Page extract
::::

But through the course of the epidemic until Tuesday, Xi had not visited Hubei, instead sending the premier, Li Keqiang, in the early days and Vice Premier Sun Chunlan more recently. On a walk through Wuhan apartment complexes last week, residents went onto their balconies to shout “Fake, it’s all fake!” toward Sun, according to videos posted on Twitter.

“He is trying to repair the damage,” said Pei of Claremont Mc­Kenna College. “Before he sent Li Keqiang rather than go himself, and in retrospect that seems like a big mistake.”

Xi’s first stop Tuesday was Huo­shenshan Hospital, which was built in 10 days. State media said he visited patients, but television footage later showed a mask-clad Xi, surrounded by military and party officials, talking to a patient by video.

“You should build your confidence, we should together build our confidence, and together we will win this war,” Xi told the man, who was in bed, wearing striped pajamas, with two health-care workers in head-to-toe protective gear at his side. “Wuhan must win, Hubei must win, and the whole of China must win,” Xi said.

He appeared to be speaking from the Wuhan Workers’ Sanatorium, a facility next to the pop-up hospital.

He also talked to medical workers and army officers outside the building — standing a good 12 feet away from them — and to community workers and volunteers.

“This is a critical moment and you must clench your teeth and hang on,” Xi told them. “Don’t drop your guard, don’t relax. Pay attention to every detail of prevention and control, and resolutely win the battle,” state media quoted him as saying.

When he visited people stuck in their apartments in Wuhan, local authorities took steps to make sure there would be no repeat of the heckling that Sun received last week. Xi has also come in for heavy criticism, with China’s Internet lighting up with public criticism and calls for more freedom unseen in Xi’s seven years in power, although these posts were swiftly deleted by censors.

::::

Source data
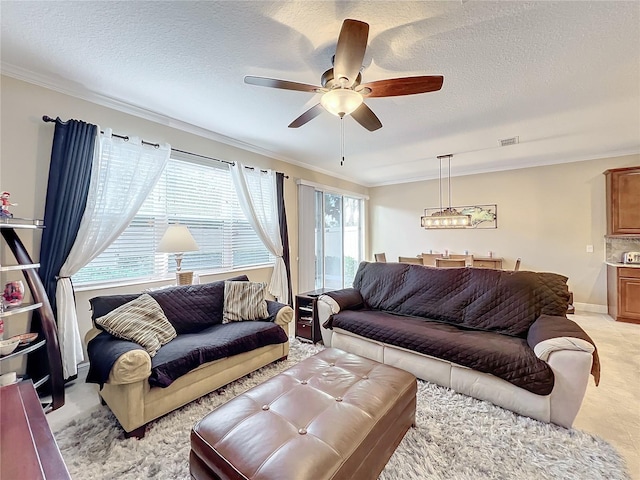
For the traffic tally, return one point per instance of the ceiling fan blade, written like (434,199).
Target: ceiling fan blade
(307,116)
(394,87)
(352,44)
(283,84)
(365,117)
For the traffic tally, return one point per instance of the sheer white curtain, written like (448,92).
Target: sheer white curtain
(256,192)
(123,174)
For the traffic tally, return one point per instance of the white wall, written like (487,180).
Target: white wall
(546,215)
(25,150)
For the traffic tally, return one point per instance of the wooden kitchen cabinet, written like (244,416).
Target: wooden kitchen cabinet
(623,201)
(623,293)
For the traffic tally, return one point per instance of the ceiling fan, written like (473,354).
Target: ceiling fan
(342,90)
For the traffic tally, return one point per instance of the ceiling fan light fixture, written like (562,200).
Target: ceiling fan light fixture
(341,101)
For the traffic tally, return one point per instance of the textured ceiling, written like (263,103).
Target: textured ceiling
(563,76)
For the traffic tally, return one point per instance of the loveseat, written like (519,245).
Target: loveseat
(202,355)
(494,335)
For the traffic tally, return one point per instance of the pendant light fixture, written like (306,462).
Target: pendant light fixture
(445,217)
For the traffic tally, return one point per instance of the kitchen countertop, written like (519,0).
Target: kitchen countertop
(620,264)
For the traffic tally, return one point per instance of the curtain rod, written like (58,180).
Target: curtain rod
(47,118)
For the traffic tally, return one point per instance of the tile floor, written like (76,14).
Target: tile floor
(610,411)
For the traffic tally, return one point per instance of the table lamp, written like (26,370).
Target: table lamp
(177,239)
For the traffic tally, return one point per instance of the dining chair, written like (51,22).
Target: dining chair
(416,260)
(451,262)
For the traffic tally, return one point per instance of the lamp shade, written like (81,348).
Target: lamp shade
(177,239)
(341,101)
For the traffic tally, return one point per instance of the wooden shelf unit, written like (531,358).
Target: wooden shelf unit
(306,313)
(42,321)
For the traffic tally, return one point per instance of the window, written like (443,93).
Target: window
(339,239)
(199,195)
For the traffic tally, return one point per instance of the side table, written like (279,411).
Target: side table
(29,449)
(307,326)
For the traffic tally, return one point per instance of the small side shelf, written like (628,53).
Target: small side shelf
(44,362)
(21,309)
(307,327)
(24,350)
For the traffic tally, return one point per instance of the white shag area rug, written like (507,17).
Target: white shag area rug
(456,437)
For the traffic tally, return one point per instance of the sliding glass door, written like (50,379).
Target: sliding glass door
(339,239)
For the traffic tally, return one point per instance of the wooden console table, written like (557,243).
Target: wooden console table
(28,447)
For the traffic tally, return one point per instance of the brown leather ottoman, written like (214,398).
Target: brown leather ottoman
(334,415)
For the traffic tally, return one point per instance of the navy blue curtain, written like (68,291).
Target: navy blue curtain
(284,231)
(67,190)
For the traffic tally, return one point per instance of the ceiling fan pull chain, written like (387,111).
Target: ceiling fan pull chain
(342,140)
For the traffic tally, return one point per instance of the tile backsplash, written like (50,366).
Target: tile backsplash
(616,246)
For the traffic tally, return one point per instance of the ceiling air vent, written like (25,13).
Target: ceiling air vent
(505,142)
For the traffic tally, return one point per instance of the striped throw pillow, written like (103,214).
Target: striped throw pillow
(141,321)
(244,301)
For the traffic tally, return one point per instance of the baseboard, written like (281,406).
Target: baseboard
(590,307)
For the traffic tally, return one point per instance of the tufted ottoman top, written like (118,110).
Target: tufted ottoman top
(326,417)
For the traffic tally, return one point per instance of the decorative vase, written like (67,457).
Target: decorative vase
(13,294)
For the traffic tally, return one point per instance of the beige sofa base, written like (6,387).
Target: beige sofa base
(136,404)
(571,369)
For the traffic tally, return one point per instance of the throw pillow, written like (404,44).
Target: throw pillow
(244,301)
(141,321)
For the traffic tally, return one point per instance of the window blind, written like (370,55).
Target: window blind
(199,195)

::::

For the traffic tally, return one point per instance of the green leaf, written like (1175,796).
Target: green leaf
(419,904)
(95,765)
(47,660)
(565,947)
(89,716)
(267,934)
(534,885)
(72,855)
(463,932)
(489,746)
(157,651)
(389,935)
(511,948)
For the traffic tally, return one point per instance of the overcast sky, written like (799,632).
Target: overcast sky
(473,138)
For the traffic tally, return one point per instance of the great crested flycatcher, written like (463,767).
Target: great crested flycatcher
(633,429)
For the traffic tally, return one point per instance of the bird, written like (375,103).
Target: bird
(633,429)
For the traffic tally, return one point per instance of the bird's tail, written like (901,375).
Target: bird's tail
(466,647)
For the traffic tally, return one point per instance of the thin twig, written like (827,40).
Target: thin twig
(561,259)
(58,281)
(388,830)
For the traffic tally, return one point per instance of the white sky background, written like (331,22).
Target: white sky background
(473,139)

::::

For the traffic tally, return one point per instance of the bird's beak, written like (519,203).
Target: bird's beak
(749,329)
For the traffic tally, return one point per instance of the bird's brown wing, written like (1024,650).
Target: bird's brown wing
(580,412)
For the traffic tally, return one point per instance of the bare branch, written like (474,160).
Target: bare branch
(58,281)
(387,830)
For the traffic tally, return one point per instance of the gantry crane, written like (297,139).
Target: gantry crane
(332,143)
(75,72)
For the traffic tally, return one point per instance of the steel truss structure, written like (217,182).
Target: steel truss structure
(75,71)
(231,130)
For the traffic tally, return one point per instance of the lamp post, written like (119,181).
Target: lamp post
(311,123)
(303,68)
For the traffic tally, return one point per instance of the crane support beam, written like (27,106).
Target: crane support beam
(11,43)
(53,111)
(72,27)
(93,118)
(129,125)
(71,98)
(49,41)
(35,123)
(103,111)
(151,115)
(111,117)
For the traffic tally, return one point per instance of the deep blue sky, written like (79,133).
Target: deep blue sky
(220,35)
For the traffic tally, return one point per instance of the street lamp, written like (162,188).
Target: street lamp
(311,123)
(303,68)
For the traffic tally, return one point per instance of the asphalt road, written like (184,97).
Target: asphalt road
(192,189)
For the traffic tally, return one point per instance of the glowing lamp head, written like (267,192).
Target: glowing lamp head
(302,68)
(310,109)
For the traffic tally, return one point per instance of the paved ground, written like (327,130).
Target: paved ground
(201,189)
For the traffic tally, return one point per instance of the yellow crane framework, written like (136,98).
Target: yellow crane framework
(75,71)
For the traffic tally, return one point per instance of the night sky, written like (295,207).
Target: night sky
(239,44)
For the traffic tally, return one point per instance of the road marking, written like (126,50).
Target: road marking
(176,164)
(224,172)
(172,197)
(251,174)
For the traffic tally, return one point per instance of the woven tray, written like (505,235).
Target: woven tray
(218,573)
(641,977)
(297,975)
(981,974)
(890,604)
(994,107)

::::

Answer these from the text on Xi's visit to Wuhan:
(a) Whom did Xi send to Hubei in the early days of the epidemic?
(b) How many days did it take to build Huoshenshan Hospital?
(c) How far did Xi stand from the medical workers and army officers outside the building?
The rows come from a different source than the text.

(a) The premier, Li Keqiang
(b) 10 days
(c) A good 12 feet